## [Listed entries]
........

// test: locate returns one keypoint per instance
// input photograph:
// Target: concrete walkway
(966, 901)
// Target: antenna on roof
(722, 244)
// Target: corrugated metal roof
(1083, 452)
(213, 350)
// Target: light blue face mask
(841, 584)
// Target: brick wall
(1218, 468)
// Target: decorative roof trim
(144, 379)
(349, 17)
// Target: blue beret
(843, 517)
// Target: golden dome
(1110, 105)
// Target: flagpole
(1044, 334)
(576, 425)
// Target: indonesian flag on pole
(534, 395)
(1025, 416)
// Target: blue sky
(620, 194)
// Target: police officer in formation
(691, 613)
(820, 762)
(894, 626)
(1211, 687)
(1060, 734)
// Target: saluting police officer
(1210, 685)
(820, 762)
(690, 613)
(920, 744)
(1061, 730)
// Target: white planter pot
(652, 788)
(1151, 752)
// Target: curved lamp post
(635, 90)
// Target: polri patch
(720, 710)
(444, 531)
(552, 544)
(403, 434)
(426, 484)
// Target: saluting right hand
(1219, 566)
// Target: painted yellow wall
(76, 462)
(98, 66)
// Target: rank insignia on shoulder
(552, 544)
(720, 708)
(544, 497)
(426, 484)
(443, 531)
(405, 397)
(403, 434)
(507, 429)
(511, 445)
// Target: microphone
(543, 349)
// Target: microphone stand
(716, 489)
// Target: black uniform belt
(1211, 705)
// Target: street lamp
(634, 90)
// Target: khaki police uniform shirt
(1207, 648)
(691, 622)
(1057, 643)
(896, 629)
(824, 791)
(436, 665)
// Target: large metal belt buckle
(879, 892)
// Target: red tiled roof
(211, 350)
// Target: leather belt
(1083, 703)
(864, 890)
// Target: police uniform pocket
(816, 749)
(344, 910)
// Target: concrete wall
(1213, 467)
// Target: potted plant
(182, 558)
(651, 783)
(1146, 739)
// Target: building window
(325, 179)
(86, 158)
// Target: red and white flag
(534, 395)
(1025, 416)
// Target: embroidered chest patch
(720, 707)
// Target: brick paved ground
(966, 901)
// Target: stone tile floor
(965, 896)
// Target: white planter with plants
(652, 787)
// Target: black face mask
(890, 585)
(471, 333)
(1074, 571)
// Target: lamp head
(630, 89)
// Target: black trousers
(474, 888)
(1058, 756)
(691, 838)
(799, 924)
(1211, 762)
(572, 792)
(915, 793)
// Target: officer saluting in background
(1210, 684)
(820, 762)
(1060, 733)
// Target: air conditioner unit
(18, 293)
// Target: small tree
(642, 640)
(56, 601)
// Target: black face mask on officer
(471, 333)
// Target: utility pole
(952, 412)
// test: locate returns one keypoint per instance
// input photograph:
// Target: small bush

........

## [Brief]
Rewrite every line of the records above as a two-column Markdown table headed "Row" and "Line", numbering the rows in order and leaving out blank lines.

## [Correct answer]
| Row | Line |
|---|---|
| 1 | // test: locate returns one keypoint per instance |
| 2 | // input photograph: |
| 3 | // Target: concrete walkway |
| 4 | (966, 901) |
| 5 | // Target: antenna on roof |
| 6 | (722, 244) |
| 7 | // Target: corrugated metal roof |
| 8 | (1083, 452) |
| 9 | (213, 350) |
| 10 | // Target: light blue face mask |
| 11 | (841, 584) |
| 12 | // Target: brick wall |
| 13 | (1218, 468) |
| 14 | // Target: decorative roof trim |
| 15 | (144, 379) |
| 16 | (349, 17) |
| 17 | // Target: blue beret |
| 18 | (843, 517) |
| 19 | // Target: golden dome |
| 20 | (1110, 105) |
| 21 | // Target: flagpole |
| 22 | (1044, 334) |
| 23 | (576, 425) |
| 24 | // Target: indonesian flag on pole |
| 25 | (534, 395) |
| 26 | (1025, 416) |
| 27 | // Target: blue sky |
| 28 | (620, 194) |
| 29 | // Target: police officer in formation |
| 30 | (691, 613) |
| 31 | (820, 762) |
| 32 | (894, 626) |
| 33 | (1211, 687) |
| 34 | (1060, 734) |
| 35 | // Target: saluting police officer |
| 36 | (1210, 685) |
| 37 | (820, 762) |
| 38 | (690, 613) |
| 39 | (920, 744) |
| 40 | (1061, 730) |
| 41 | // Target: white planter pot |
| 42 | (652, 788) |
| 43 | (1151, 752) |
| 44 | // Target: curved lamp post |
| 45 | (635, 90) |
| 46 | // Target: polri patch |
| 47 | (720, 710) |
| 48 | (444, 531) |
| 49 | (552, 544) |
| 50 | (403, 434) |
| 51 | (426, 484) |
| 52 | // Target: saluting right hand |
| 53 | (1219, 566) |
| 54 | // Target: painted yellow wall |
| 55 | (76, 462) |
| 56 | (98, 66) |
| 57 | // Target: rank insignia on shoulder |
| 58 | (552, 544) |
| 59 | (720, 708) |
| 60 | (544, 497) |
| 61 | (426, 484) |
| 62 | (443, 531) |
| 63 | (405, 397) |
| 64 | (403, 434) |
| 65 | (507, 429) |
| 66 | (511, 445) |
| 67 | // Target: microphone |
| 68 | (543, 349) |
| 69 | // Target: microphone stand |
| 70 | (716, 489) |
| 71 | // Target: black uniform belt |
| 72 | (1211, 705) |
| 73 | // Target: street lamp |
| 74 | (634, 90) |
| 75 | // Target: khaki police uniform shirt |
| 76 | (1207, 648) |
| 77 | (691, 622) |
| 78 | (1057, 643) |
| 79 | (896, 629) |
| 80 | (824, 791) |
| 81 | (436, 665) |
| 82 | // Target: large metal belt buckle |
| 83 | (879, 892) |
| 84 | // Target: red tiled roof |
| 85 | (211, 350) |
| 86 | // Target: leather belt |
| 87 | (1083, 703) |
| 88 | (864, 890) |
| 89 | // Target: police uniform pocket |
| 90 | (816, 749) |
| 91 | (344, 910) |
| 92 | // Target: concrete wall |
| 93 | (1213, 467) |
| 94 | // Target: potted plant |
| 95 | (182, 558) |
| 96 | (651, 783) |
| 97 | (1146, 739) |
| 98 | // Target: building window |
| 99 | (325, 179) |
| 100 | (86, 158) |
| 101 | // Target: red and white flag |
| 102 | (534, 395) |
| 103 | (1025, 416) |
| 104 | // Target: embroidered chest patch |
| 105 | (720, 707) |
| 106 | // Target: brick paved ground |
| 107 | (966, 901) |
| 108 | // Target: stone tile floor |
| 109 | (965, 896) |
| 110 | // Target: white planter with plants |
| 111 | (652, 787) |
| 112 | // Target: black face mask |
| 113 | (890, 585) |
| 114 | (471, 333) |
| 115 | (1074, 571) |
| 116 | // Target: lamp head |
| 117 | (630, 89) |
| 118 | // Target: black trousers |
| 119 | (474, 888) |
| 120 | (1058, 756) |
| 121 | (691, 838) |
| 122 | (799, 924) |
| 123 | (1211, 762) |
| 124 | (572, 792) |
| 125 | (915, 793) |
| 126 | // Target: officer saluting in background |
| 127 | (1210, 684) |
| 128 | (820, 762) |
| 129 | (1060, 733) |
| 130 | // Target: air conditioner unit |
| 131 | (18, 293) |
| 132 | // Target: small tree |
| 133 | (642, 640) |
| 134 | (56, 601) |
| 135 | // Target: black face mask on officer |
| 136 | (471, 333) |
| 137 | // Target: utility pole |
| 138 | (952, 412) |
| 139 | // test: locate returns one keypoint per instance |
| 140 | // input photograph: |
| 141 | // Target: small bush |